The input:
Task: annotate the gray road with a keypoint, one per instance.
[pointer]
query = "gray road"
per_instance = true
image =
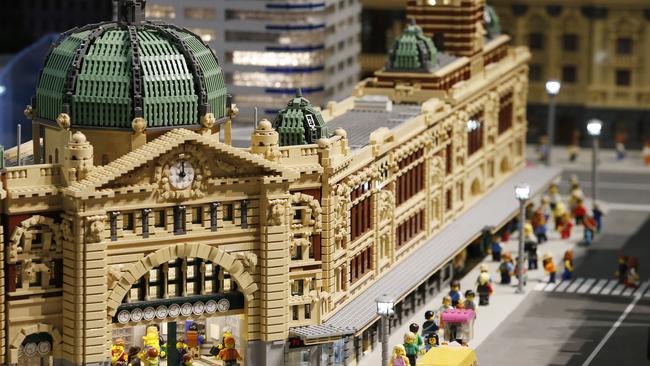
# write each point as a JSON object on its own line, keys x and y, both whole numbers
{"x": 565, "y": 328}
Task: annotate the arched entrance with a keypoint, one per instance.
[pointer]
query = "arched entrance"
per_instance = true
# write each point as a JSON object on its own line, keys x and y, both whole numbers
{"x": 178, "y": 290}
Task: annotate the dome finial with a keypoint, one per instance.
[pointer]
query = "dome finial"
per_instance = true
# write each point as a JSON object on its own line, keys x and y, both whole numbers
{"x": 130, "y": 11}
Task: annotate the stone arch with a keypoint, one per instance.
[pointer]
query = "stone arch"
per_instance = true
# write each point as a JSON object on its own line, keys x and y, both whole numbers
{"x": 219, "y": 257}
{"x": 25, "y": 331}
{"x": 504, "y": 165}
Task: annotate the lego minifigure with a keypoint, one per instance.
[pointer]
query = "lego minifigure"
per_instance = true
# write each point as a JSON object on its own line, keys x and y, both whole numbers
{"x": 399, "y": 357}
{"x": 193, "y": 339}
{"x": 411, "y": 347}
{"x": 152, "y": 357}
{"x": 505, "y": 268}
{"x": 542, "y": 149}
{"x": 579, "y": 211}
{"x": 598, "y": 216}
{"x": 229, "y": 354}
{"x": 538, "y": 226}
{"x": 620, "y": 146}
{"x": 187, "y": 360}
{"x": 469, "y": 302}
{"x": 119, "y": 357}
{"x": 454, "y": 293}
{"x": 530, "y": 247}
{"x": 134, "y": 356}
{"x": 415, "y": 329}
{"x": 549, "y": 267}
{"x": 633, "y": 279}
{"x": 432, "y": 340}
{"x": 621, "y": 273}
{"x": 484, "y": 289}
{"x": 429, "y": 326}
{"x": 554, "y": 196}
{"x": 496, "y": 248}
{"x": 646, "y": 151}
{"x": 565, "y": 226}
{"x": 590, "y": 226}
{"x": 558, "y": 212}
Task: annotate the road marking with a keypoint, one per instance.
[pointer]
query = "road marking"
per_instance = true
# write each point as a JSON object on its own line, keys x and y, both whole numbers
{"x": 618, "y": 290}
{"x": 540, "y": 286}
{"x": 586, "y": 285}
{"x": 599, "y": 286}
{"x": 562, "y": 286}
{"x": 609, "y": 287}
{"x": 574, "y": 286}
{"x": 550, "y": 287}
{"x": 612, "y": 330}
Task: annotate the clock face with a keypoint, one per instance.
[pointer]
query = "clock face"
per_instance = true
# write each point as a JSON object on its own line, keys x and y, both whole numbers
{"x": 181, "y": 174}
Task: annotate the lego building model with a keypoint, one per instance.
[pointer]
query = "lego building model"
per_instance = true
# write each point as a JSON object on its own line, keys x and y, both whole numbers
{"x": 598, "y": 50}
{"x": 137, "y": 216}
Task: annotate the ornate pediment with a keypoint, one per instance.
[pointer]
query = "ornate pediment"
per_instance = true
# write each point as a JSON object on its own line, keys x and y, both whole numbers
{"x": 179, "y": 165}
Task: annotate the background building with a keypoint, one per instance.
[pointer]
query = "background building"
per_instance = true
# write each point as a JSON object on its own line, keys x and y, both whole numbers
{"x": 270, "y": 49}
{"x": 600, "y": 50}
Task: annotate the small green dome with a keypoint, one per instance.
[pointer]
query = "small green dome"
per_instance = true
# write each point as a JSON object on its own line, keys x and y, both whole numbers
{"x": 299, "y": 123}
{"x": 413, "y": 51}
{"x": 107, "y": 74}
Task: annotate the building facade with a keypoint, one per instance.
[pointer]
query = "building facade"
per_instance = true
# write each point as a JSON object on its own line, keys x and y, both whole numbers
{"x": 137, "y": 210}
{"x": 270, "y": 49}
{"x": 599, "y": 50}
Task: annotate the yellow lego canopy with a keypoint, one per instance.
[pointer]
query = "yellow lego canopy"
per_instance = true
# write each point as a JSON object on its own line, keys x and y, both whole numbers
{"x": 448, "y": 356}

Work required: Rewrite all of the rows above, replacing every instance of "keypoint" with "marker" and keeping everything else unchanged. Omit the pictures from your answer.

Exercise solution:
Task: annotate the gray road with a marker, one per instance.
[pointer]
query = "gray road"
per_instance = true
image =
# write each point as a JSON object on its own line, keys x and y, both whole numbers
{"x": 565, "y": 328}
Task: annotate the arched entrance with a marker, one per instance.
[pointer]
query = "arched entrance"
per_instance = true
# write each point as a JSON object on its own line, keys x and y, both whole numbers
{"x": 178, "y": 290}
Task: annotate the dome finial with a marker, one per instance.
[pointer]
query = "dome finial"
per_instance = true
# write each point as a JSON object on its own line, keys x and y, both whole numbers
{"x": 130, "y": 11}
Task: annotate the stone arch with a marker, one per instance.
[pointer]
query = "stone arch"
per_instance = true
# write each point as a JSON object on its own line, keys x and y, both whole numbers
{"x": 219, "y": 257}
{"x": 25, "y": 331}
{"x": 504, "y": 165}
Task: annotate the lego minifigure with a marker, one per instance.
[pointer]
query = "lego minifigure"
per_instance = true
# write each point as a JSON object on its own line, keys x and y, both whole numbers
{"x": 399, "y": 357}
{"x": 193, "y": 339}
{"x": 411, "y": 347}
{"x": 152, "y": 357}
{"x": 505, "y": 268}
{"x": 542, "y": 149}
{"x": 579, "y": 211}
{"x": 598, "y": 216}
{"x": 229, "y": 354}
{"x": 538, "y": 226}
{"x": 620, "y": 146}
{"x": 187, "y": 360}
{"x": 469, "y": 302}
{"x": 119, "y": 357}
{"x": 454, "y": 293}
{"x": 530, "y": 247}
{"x": 134, "y": 356}
{"x": 415, "y": 329}
{"x": 549, "y": 267}
{"x": 633, "y": 279}
{"x": 432, "y": 340}
{"x": 621, "y": 273}
{"x": 484, "y": 289}
{"x": 429, "y": 326}
{"x": 554, "y": 196}
{"x": 496, "y": 248}
{"x": 646, "y": 151}
{"x": 565, "y": 226}
{"x": 590, "y": 226}
{"x": 558, "y": 212}
Task: annotate the road marking with a marker, one per instance.
[pointer]
query = "road marking"
per_instance = true
# write each point as a JSON object on its own line, keys x and y, both whole numbers
{"x": 618, "y": 290}
{"x": 540, "y": 286}
{"x": 586, "y": 285}
{"x": 599, "y": 286}
{"x": 562, "y": 286}
{"x": 609, "y": 287}
{"x": 574, "y": 286}
{"x": 550, "y": 287}
{"x": 612, "y": 330}
Task: annotate the clock face with a marker, one per instance.
[pointer]
query = "clock face"
per_instance = true
# write each point as a JSON object on its own line, keys x and y, both whole numbers
{"x": 181, "y": 174}
Task: annotate the lego building model with a marker, one per instance.
[pointer]
query = "lego building model"
per_instance = true
# write each point as a JSON object on its own line, keys x and y, both whole numbers
{"x": 598, "y": 50}
{"x": 137, "y": 216}
Task: annotate the ornate pediment with a marker, one per instance.
[pointer]
query = "ornate pediment"
per_instance = true
# write each point as a JSON object on its own line, keys x and y, both whole numbers
{"x": 179, "y": 165}
Task: annotate the background building with a marker, one per instance.
[pointer]
query = "background building"
per_instance = true
# write each point as a JSON object on its own line, keys x and y, both whole numbers
{"x": 270, "y": 49}
{"x": 600, "y": 50}
Task: annotate the small green dome with a marker, one per instance.
[pointer]
query = "small green dome"
per_instance = true
# write each point as a JSON object on its own line, keys x and y, both whole numbers
{"x": 299, "y": 123}
{"x": 413, "y": 51}
{"x": 107, "y": 74}
Task: annotate the building facade with a marker, one per instance.
[pointer]
query = "building facade"
per_instance = true
# write each point as a JSON object on its own line, keys x and y, both whole numbers
{"x": 137, "y": 210}
{"x": 270, "y": 49}
{"x": 599, "y": 50}
Task: annotate the yellow lego canopy with a marker, one per instance.
[pointer]
query = "yellow lego canopy"
per_instance = true
# write each point as a JSON object on its own line, keys x and y, both whole numbers
{"x": 448, "y": 356}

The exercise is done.